**DO THIS:** Write the next part of the financial statement notes, picking up after their last sentence.

Continuation vote and whitewash fees incurred amounted to £180,564 including legal, advisory and other professional fees. Whitewash fees paid to J.P. Morgan Cazenove and Ernst & Young amounted to £85,564 and £40,000 respectively. Included in Other Expenses are non audit fees of £8,329 also paid to Ernst & Young.

 

11. RESERVES



31.10.10

31.10.09



£

£

Distributable reserves at 1 November

71,782,472

66,702,621

Net (loss)/profit for the year


(4,721,329)

5,079,851



67,061,143

71,782,472

 

No distributions were made from this reserve account during the year.

 

12. FINANCIAL INSTRUMENTS AND RISK PROFILE

The investment objective of the Company is to seek to achieve, consistent absolute returns by investing in five Underlying Funds.

 

The Company's financial instruments comprise financial assets at fair value through profit or loss, cash and cash equivalents and certain receivables and payables.

**LISTED RECORDS:**

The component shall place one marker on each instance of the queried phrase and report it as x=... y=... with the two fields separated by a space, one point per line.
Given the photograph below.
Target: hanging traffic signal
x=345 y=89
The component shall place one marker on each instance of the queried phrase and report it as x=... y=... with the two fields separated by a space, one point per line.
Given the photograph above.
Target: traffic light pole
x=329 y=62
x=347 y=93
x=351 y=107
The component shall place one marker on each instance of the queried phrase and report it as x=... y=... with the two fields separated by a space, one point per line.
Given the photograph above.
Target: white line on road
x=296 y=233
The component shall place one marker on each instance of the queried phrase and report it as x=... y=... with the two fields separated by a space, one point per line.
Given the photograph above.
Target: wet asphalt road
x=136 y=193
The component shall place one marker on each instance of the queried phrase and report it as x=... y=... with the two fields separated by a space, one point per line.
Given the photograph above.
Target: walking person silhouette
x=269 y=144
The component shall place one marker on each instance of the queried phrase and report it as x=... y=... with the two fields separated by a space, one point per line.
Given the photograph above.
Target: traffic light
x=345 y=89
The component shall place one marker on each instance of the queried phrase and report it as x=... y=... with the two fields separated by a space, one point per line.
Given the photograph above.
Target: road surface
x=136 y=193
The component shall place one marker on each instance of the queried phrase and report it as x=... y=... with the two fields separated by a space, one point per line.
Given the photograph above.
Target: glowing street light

**EXERCISE ANSWER:**
The main risks arising from the Company's financial instruments are market risk (market price risk, foreign currency risk and interest rate risk), credit risk and liquidity risk.

 

Market risk

The Company's investments are subject to market fluctuations and the risk inherent in the purchase, holding or selling of securities and there can be no assurance that appreciation or maintenance in the value of those investments will occur.

 

Investments in unlisted securities are generally more illiquid than listed securities and there may be no ready market for such securities at an appropriate price or even at all. Furthermore, the net asset values for such unlisted securities tend to be published on a less frequent basis than for listed securities.

 

The Investment Manager of the Underlying Funds continues to monitor and oversee the profile of the portfolio on a regular basis to ensure risks are managed. 

 

Strategies of the Underlying Funds

The Company's Investment Manager currently classifies the strategies of the Cazenove European Equity Absolute Return Fund, the Cazenove UK Equity Absolute Return Fund and the Cazenove Leveraged UK Equity Absolute Return Fund Limited as being largely uncorrelated with the direction of the underlying equity markets.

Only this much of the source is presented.